**Problem statement:** Restate, word for word, the lines from the opening line of the data through the line containing "Target: shorn sheep", both included, and nothing else.

**Stored items from a collection:**
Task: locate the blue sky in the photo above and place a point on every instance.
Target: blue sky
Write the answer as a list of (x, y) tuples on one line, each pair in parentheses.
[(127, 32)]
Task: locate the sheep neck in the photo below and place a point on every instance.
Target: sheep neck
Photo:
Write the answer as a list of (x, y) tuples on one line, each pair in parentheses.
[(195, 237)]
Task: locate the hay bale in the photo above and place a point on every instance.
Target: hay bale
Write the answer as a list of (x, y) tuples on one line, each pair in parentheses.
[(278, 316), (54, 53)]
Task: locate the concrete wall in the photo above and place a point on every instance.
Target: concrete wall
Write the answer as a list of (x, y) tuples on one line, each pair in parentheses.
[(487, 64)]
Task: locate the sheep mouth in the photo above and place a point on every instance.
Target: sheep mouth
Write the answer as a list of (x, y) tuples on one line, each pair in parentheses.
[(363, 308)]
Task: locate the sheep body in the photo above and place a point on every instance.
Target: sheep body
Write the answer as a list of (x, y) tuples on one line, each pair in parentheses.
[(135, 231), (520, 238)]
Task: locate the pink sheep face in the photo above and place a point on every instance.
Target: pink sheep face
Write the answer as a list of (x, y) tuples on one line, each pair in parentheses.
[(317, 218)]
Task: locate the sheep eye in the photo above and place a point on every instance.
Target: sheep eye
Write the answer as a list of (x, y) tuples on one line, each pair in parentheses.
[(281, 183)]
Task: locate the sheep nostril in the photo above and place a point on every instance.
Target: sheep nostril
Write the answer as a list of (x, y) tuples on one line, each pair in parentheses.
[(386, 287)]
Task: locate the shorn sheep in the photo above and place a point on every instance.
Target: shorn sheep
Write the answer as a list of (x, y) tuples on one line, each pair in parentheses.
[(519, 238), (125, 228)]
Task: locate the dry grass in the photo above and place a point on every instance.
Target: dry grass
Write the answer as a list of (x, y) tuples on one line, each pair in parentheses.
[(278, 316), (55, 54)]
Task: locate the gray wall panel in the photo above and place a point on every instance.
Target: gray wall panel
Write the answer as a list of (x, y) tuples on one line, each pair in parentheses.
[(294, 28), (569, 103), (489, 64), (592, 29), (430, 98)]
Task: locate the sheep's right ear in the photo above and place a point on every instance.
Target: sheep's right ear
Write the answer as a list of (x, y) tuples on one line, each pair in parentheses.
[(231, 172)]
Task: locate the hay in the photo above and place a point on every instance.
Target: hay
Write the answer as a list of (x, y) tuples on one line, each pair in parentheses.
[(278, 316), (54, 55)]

**Output below:**
Task: locate the blue sky in the photo above and place a point on every instance.
Target: blue sky
Write the answer as a list of (x, y) tuples on one line, each pair in parentheses.
[(127, 32)]
Task: locate the sheep neck in the photo below and place a point on every instance.
Target: sheep neck
Photo:
Write the answer as a list of (x, y) tuples on one line, each pair in parentheses.
[(195, 237)]
Task: locate the hay bale in the photo above and place a point on every instance.
Target: hay bale
Write the answer as a list of (x, y) tuples on one line, each pair in parentheses.
[(278, 316), (54, 53)]
Task: locate the concrete wall in the photo above and place a point on every instance.
Target: concrete wall
Write the answer as a list of (x, y) tuples on one line, each pair in parentheses.
[(487, 64)]
Task: locate the sheep mouth in the photo above and place a point on every instance.
Target: sheep mouth
Write the answer as a list of (x, y) tuples on one line, each pair in parentheses.
[(363, 308)]
Task: locate the sheep body in the photo above and place a point on every instance.
Target: sheep body
Write the answer as a list of (x, y) tuples on one line, each pair in parentheses.
[(135, 231), (520, 238)]
Task: locate the pink sheep face in the photo above and place a point on every instance.
Target: pink sheep face
Write the answer as a list of (x, y) tuples on one line, each pair in parentheses.
[(317, 218)]
Task: locate the sheep eye in the photo above and place a point on every instance.
Target: sheep eye
Write the answer as a list of (x, y) tuples on one line, each pair in parentheses.
[(281, 183)]
Task: locate the sheep nostril in the photo above and place a point on every instance.
Target: sheep nostril
Write the answer as a list of (x, y) tuples on one line, each pair in parentheses.
[(386, 287)]
Task: locate the shorn sheep in the photo above and place a point on every instance.
Target: shorn sheep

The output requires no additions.